TEXT UNDER STUDY Start Marker
Lohr Urges Comments On FDA Regs

Proposed Rules Meant To Reduce Foodborne Illness

Posted: January 28, 2013

HARRISONBURG — Matt Lohr, commissioner of the state Department of Agriculture and Consumer Services, is encouraging local farmers, food industry workers and the public to take advantage of a comment period for recently proposed food safety regulations.

“This is an opportunity for all of us in the food industry to work together to improve food safety in America,” Lohr, a Broadway resident and part-time farmer who represented Harrisonburg and Rockingham County for two terms in the House of Delegates, said in a recent statement.

The public comment period will end May 16.

In an effort to reduce preventable foodborne illness outbreaks, President Barack Obama signed the U.S. Food and Drug Administration Food Safety Modernization Act, known as FSMA, two years ago.

Earlier this month, the federal agency released two of five rules that will be proposed under FSMA.

One of the rules will require makers of food sold in the U.S. to develop a plan to prevent foodborne illness. 

“In a nutshell …  they’re going to have to keep records of all these things …  and going to have to reassess all of this every three years,” said Ryan Davis, program manager for VDACS’ dairy and foods office. “It’s a lot more than what they’re having to do now, because some of them aren’t having to do anything.”

 The other proposed rule would cover about 90 percent of all raw agricultural commodities consumed in the nation, Davis said.

It would require most produce farmers to enforce safety standards, such as adhering to a schedule for using manure as fertilizer and training farm employees on sanitation issues. They would also have to make sure that equipment used to harvest is kept clean and that water used on the farm is sanitary, Davis explained.
TEXT UNDER STUDY End Marker
SOURCE DATA Start Marker
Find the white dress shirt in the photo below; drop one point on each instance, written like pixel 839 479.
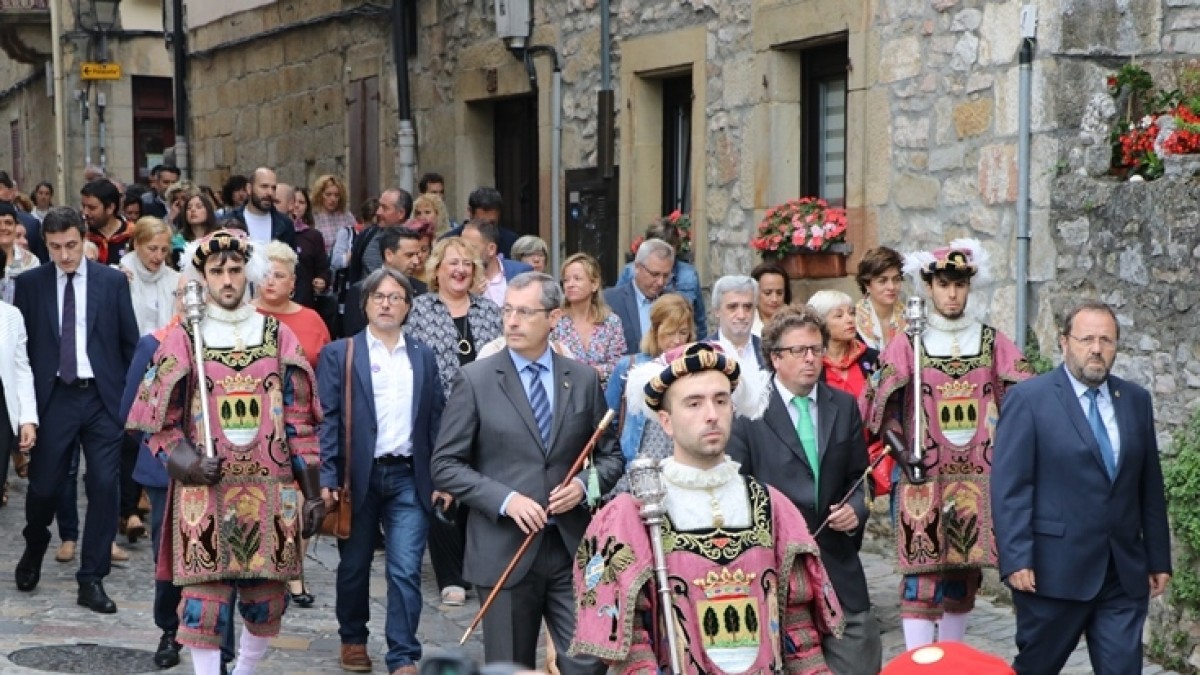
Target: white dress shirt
SOURCE DATA End Marker
Can you set down the whole article on Matt Lohr urging comments on the FDA rules, word for word? The listing plays no part in what comes next.

> _EXERCISE RESULT_:
Lohr Urges Comments On FDA Regs

Proposed Rules Meant To Reduce Foodborne Illness

Posted: January 28, 2013

HARRISONBURG — Matt Lohr, commissioner of the state Department of Agriculture and Consumer Services, is encouraging local farmers, food industry workers and the public to take advantage of a comment period for recently proposed food safety regulations.

“This is an opportunity for all of us in the food industry to work together to improve food safety in America,” Lohr, a Broadway resident and part-time farmer who represented Harrisonburg and Rockingham County for two terms in the House of Delegates, said in a recent statement.

The public comment period will end May 16.

In an effort to reduce preventable foodborne illness outbreaks, President Barack Obama signed the U.S. Food and Drug Administration Food Safety Modernization Act, known as FSMA, two years ago.

Earlier this month, the federal agency released two of five rules that will be proposed under FSMA.

One of the rules will require makers of food sold in the U.S. to develop a plan to prevent foodborne illness. 

“In a nutshell …  they’re going to have to keep records of all these things …  and going to have to reassess all of this every three years,” said Ryan Davis, program manager for VDACS’ dairy and foods office. “It’s a lot more than what they’re having to do now, because some of them aren’t having to do anything.”

 The other proposed rule would cover about 90 percent of all raw agricultural commodities consumed in the nation, Davis said.

It would require most produce farmers to enforce safety standards, such as adhering to a schedule for using manure as fertilizer and training farm employees on sanitation issues. They would also have to make sure that equipment used to harvest is kept clean and that water used on the farm is sanitary, Davis explained.